Work to complete:
a – Answer these questions using the coiled tubing passage:
(i) What were the length and width of the main transport skid?
(ii) Which software was used for the modeling?
(iii) In what region were several earlier projects carried out in a relatively benign environment?
b – In the location labeling rows, copy word for word the stretch from the line containing "One point belongs to each instance of the grassy" through the line containing "[[390, 181], [38, 100]]".

Provided text:

- - -

The primary driver for this was an "over-the-side" deployment scenario, but this would work just as well for a moonpool deployment. The skid accommodates the control cabin, the power pack, the gooseneck and all ancillary equipment in its transport mode. Prior to use, the control cabin was lifted off the skid and replaced by the tubing reel, which partially balanced the weight of the tubing when deployed over the side. The cabin can be located in a number of places around the skid within a 30-ft (9-m) radius of the power pack, giving flexibility depending on vessel layout. The main transport skid was 40-ft (12.2-m) long by 12-ft (3.65-m) wide, weighing approximately 80,000 lb; so although it is a permit load, it can be transported by conventional truck. The use of a spreader beam gives a single point DNV-certified lift for offshore lifting.
The power pack, injector, gooseneck, and control cabin were all effectively standard components. The reel was also standard in the way it functions, but the dimensions are unique to meet the criteria outlined above.
Deployment challenges
The main issue associated with deploying the coiled tubing as a down-line in deepwater environment is the impact of current on the coiled tubing string and the vessel movement. This impact results from wave action, which can cause fatigue in the pipe string. In downhole applications, high-cycle fatigue is not an issue, since the tubing is constrained by the well, but in open water this is not the case.
Historically, several projects have been carried out in the relatively benign environment of the Gulf of Mexico. The calm sea state and relatively weak currents have not caused any major issues with the coiled tubing, even in deployments lasting several weeks. However, in more aggressive sea states, this has the potential to impact the coiled tubing and limit its working life.
The first project in which these more extreme conditions were encountered required the project team to look at this in more detail. In order to assess this potential impact, extensive modeling was carried out to determine the effect of different conditions on the coiled tubing string and the entire jumper system across to the pipeline end termination.
Modeling was undertaken using OrcaFlex to look at deployment analysis, in-place analysis, and high-cycle fatigue. This software requires the following inputs in order to model the behavior of the coiled tubing:
• Detailed physical parameters of the coiled tubing and all the equipment attached to the end of the string in the various deployed conditions
• Metocean data
• Vessel data and details of the hang-off point for the coiled tubing
• Response amplitude operator data for the vessel.

- - -

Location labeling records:
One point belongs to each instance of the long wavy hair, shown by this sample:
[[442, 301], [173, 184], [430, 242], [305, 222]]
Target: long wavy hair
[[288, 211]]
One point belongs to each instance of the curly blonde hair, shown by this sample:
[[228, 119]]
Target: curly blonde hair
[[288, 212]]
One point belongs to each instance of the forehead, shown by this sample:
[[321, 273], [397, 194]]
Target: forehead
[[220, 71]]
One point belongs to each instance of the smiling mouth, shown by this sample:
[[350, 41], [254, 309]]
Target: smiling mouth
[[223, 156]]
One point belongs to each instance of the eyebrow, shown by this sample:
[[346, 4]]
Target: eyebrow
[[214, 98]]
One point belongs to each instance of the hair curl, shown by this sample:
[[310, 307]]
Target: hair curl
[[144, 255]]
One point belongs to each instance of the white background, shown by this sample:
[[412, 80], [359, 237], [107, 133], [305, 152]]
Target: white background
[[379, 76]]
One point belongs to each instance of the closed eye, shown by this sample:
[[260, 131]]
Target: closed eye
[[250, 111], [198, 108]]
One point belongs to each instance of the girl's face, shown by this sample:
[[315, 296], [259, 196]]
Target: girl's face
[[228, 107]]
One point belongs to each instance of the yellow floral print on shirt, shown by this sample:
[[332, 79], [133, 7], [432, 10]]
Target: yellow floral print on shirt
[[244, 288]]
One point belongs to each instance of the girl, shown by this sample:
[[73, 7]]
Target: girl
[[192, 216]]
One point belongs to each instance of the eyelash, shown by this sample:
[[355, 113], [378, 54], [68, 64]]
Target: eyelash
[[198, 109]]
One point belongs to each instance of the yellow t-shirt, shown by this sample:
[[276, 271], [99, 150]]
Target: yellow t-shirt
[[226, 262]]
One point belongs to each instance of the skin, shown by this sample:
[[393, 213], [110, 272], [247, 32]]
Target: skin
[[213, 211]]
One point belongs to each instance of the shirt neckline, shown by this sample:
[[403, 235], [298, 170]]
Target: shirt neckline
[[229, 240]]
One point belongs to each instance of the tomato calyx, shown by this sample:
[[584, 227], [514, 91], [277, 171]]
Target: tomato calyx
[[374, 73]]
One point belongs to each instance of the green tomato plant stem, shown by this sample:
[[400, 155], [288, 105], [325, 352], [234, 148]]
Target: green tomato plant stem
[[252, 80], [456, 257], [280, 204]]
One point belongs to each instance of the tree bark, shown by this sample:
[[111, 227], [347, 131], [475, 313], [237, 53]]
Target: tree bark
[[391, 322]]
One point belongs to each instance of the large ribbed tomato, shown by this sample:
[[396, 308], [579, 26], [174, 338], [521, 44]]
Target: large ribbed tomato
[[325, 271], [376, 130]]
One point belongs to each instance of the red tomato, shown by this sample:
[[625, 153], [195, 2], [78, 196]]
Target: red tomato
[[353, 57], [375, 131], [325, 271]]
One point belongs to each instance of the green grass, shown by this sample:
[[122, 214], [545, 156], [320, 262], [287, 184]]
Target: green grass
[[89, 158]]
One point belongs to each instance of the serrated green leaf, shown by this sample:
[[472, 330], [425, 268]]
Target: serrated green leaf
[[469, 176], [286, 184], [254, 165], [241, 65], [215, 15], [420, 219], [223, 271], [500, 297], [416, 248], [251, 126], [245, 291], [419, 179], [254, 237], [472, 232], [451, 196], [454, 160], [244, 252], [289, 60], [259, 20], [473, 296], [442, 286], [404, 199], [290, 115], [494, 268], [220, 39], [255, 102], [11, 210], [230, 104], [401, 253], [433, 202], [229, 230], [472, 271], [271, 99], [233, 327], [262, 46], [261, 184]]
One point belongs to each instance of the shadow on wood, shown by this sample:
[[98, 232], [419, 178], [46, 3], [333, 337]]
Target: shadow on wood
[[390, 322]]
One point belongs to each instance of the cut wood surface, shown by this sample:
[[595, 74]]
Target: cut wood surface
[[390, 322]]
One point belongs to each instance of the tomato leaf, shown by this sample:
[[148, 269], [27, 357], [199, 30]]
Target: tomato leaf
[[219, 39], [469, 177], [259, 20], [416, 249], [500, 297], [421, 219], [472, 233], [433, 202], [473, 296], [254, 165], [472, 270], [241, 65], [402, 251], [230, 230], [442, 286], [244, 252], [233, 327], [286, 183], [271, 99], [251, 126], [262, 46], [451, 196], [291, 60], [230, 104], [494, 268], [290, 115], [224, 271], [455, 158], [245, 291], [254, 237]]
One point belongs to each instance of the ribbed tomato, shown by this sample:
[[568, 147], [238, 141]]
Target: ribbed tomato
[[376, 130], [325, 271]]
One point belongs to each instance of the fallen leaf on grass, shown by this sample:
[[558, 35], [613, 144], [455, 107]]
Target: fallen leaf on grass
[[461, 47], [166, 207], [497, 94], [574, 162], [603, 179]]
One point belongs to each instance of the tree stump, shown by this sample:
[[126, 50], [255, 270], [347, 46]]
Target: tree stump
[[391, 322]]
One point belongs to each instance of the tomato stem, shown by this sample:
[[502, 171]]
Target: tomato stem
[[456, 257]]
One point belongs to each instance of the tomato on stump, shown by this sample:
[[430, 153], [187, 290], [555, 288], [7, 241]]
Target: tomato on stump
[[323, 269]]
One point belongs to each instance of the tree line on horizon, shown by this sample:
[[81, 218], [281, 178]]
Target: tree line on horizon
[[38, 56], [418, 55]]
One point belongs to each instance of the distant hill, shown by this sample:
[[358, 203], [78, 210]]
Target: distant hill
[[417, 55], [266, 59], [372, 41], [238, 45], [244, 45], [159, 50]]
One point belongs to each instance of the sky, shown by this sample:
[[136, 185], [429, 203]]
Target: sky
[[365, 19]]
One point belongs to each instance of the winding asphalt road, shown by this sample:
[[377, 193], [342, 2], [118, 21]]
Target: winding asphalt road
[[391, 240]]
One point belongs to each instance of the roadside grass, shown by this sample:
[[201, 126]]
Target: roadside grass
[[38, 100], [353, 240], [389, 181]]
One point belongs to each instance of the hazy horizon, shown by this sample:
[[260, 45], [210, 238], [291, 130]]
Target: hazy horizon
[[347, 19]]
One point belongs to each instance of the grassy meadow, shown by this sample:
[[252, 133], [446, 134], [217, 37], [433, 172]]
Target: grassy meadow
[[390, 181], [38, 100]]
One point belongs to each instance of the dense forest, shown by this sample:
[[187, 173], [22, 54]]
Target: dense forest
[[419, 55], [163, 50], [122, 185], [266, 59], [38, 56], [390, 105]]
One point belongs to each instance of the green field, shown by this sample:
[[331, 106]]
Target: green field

- - -

Answers in order:
a –
(i) 40 ft (12.2 m) long by 12 ft (3.65 m) wide
(ii) OrcaFlex
(iii) The Gulf of Mexico

b –
One point belongs to each instance of the grassy meadow, shown by this sample:
[[252, 133], [446, 134], [217, 37], [433, 172]]
Target: grassy meadow
[[390, 181], [38, 100]]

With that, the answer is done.